§ Consigne: Énumérez tous les pays nommément cités dans l'extrait ci-dessous consacré au rôle de l'État dans la crise du coronavirus.

§ Extrait présenté:
Dans la crise du Corona, l’État acquiert un nouveau pouvoir. Mais la solution à la crise pour la classe ouvrière ne réside pas dans le renforcement de l’État existant. Les travailleurs doivent prendre leur avenir en main.
La crise engendrée par la pandémie du coronavirus a propulsé la centralité de l’État et des gouvernements dans la société vers une toute nouvelle dimension en très peu de temps. Les États gouvernent par des lois d’urgence, l’exécutif assume le contrôle. La démocratie, là où elle existe, est de facto minée. Nos droits fondamentaux sont fortement limités.
D’autre part, les États sont intervenus dans l’économie avec un radicalisme qui a fait éclater d’un seul coup le mantra libéral selon lequel l’État doit rester en dehors de « l’économie de marché ». La quantité d’argent injectée dans l’économie mondiale dépasse déjà de loin tous les plans de sauvetage de 2008. Aux États-Unis, le chiffre est de 2,8 billions de dollars, soit environ 13 % du PIB. En Suisse, 62 milliards de francs suisses, soit environ 9 % du PIB. Cela ne s’arrêtera pas à ces montants énormes. Les États signalent qu’ils feront tout ce qu’ils peuvent pour sauver « l’économie », quels qu’en soient les moyens et les montants.
L’intervention des États dans l’économie ne se limite pas à des dépenses massives. Même si c’est à contrecœur, ils ont dû imposer des restrictions considérables et même des fermetures aux capitalistes pour contenir la pandémie.
Non moins important, les États de divers pays sont intervenus avec des éléments de contrôle et de planification de l’économie. Le capitalisme est basé sur la propriété privée des moyens de production. Les entreprises sont en mains privées et c’est à elles seules qu’il revient de décider de leur manière d’opérer. Or, aux États-Unis, le gouvernement a demandé au constructeur automobile General Motors de s’associer à une entreprise de technologie médicale et de passer à la production de ventilateurs. En Espagne, le gouvernement a temporairement pris le contrôle de tous les hôpitaux privés et du stock de matériel médical et de produits d’hygiène, et a confisqué les établissements de santé et les hôtels.
De telles mesures sont un aveu que le capitalisme est incapable de répondre aux besoins de la société dans cette crise. C’est la faillite de l’anarchie aveugle de l’économie de marché et la preuve de la nécessité d’une planification et d’une coordination conscientes.
Le rédacteur en chef de la NZZ, Eric Gujer, crie au vu de cet État, qui « prend le commandement » dans la crise, qu’on ne vaincra pas la crise du covid-19 avec un tel « socialisme d’épidémie ». Mais les interventions actuelles de l’État n’ont rien à voir avec le socialisme.
Les États sous le capitalisme ne sont pas des institutions qui cherchent à réaliser le bien commun. Ce sont des organes de la classe capitaliste dominante pour maintenir son ordre capitaliste.

§ Données fournies:

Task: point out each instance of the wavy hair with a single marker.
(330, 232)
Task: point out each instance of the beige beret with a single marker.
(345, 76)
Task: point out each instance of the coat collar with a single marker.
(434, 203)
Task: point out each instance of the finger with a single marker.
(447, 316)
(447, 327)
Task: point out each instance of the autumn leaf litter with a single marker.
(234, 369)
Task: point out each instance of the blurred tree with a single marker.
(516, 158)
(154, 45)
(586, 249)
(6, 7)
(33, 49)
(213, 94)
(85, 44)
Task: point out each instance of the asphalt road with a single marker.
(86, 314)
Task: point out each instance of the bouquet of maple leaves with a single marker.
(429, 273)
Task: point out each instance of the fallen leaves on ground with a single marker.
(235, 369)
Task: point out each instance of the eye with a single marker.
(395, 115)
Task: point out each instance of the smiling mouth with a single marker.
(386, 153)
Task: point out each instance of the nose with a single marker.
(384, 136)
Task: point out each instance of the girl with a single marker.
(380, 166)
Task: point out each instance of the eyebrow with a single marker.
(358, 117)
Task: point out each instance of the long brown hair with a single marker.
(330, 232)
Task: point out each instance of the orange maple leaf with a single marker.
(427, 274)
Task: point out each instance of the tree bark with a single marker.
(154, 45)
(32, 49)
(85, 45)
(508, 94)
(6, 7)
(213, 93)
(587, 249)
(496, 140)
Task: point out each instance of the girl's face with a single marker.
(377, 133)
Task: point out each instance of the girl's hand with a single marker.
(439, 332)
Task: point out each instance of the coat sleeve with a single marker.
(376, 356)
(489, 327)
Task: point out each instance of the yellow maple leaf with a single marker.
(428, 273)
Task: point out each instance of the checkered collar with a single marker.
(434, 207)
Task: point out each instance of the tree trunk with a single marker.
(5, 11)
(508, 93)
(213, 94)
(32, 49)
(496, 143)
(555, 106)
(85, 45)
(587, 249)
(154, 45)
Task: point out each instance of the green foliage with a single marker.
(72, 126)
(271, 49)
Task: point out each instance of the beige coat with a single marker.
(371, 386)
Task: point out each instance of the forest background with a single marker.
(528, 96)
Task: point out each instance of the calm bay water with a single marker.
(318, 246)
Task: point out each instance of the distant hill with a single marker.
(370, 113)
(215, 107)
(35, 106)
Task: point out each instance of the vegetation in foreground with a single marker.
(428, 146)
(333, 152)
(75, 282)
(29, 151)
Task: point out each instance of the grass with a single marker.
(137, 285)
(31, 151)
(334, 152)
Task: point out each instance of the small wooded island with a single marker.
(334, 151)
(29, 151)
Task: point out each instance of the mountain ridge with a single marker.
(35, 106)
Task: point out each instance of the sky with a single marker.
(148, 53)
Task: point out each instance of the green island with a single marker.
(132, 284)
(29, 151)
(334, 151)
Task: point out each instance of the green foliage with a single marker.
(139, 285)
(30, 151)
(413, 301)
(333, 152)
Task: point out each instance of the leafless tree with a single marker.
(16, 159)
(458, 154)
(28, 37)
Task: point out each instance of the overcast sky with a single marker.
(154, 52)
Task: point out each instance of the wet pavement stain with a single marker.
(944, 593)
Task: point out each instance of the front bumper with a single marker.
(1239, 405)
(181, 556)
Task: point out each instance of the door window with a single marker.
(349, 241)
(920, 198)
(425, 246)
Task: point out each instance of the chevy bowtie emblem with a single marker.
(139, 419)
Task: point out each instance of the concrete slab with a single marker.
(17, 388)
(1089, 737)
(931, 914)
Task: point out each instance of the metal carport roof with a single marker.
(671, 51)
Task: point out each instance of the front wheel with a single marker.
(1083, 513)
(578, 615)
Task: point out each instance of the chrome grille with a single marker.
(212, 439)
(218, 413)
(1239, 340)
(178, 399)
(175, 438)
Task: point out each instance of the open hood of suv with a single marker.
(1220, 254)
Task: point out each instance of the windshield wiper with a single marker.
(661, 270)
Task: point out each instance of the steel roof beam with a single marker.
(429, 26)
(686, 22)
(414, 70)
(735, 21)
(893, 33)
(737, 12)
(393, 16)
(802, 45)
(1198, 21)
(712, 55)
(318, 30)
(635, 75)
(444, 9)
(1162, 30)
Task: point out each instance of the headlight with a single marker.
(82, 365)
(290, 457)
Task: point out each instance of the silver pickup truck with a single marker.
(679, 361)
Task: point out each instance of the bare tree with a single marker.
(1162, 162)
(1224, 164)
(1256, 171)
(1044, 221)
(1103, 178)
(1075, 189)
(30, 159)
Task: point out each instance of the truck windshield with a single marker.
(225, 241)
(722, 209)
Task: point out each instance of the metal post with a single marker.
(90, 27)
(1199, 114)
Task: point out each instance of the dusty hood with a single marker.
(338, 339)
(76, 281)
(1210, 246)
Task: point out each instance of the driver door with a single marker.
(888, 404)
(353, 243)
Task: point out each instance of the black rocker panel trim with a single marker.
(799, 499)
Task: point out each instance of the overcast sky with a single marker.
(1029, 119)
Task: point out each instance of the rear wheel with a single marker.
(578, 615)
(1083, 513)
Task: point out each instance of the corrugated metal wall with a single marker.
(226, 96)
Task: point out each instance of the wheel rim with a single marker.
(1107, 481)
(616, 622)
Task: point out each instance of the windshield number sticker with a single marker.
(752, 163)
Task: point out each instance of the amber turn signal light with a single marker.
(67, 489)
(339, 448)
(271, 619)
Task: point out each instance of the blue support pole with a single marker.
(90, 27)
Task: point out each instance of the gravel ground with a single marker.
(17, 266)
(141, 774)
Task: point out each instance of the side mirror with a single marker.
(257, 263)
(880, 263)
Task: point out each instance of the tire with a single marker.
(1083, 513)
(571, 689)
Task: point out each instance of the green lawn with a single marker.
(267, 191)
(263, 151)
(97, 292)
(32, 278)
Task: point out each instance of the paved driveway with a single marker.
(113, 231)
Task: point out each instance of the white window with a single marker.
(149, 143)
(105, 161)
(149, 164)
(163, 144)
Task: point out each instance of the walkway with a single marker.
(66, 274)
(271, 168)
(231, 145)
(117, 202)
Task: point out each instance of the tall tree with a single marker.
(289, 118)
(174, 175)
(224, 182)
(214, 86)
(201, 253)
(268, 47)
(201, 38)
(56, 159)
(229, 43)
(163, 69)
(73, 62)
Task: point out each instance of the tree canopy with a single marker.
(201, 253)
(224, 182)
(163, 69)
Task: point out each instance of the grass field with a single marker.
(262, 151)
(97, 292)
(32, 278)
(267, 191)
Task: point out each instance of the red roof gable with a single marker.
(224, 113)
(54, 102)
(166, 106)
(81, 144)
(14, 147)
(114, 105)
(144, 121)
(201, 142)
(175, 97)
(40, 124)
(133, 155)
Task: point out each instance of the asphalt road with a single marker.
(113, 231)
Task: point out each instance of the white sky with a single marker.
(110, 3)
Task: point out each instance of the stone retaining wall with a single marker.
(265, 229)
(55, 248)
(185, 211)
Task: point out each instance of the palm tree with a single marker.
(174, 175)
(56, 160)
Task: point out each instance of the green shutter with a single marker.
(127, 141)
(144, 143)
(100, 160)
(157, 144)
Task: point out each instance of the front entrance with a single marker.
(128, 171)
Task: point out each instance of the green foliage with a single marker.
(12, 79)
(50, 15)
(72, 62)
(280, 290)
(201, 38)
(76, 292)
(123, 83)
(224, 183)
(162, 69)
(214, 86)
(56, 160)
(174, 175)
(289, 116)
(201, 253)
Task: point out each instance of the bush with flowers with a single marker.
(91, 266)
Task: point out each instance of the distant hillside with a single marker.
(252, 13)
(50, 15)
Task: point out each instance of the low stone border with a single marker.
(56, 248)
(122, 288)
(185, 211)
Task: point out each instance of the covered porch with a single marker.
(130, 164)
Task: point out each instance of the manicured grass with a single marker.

§ Résultat obtenu: États-Unis, Suisse, Espagne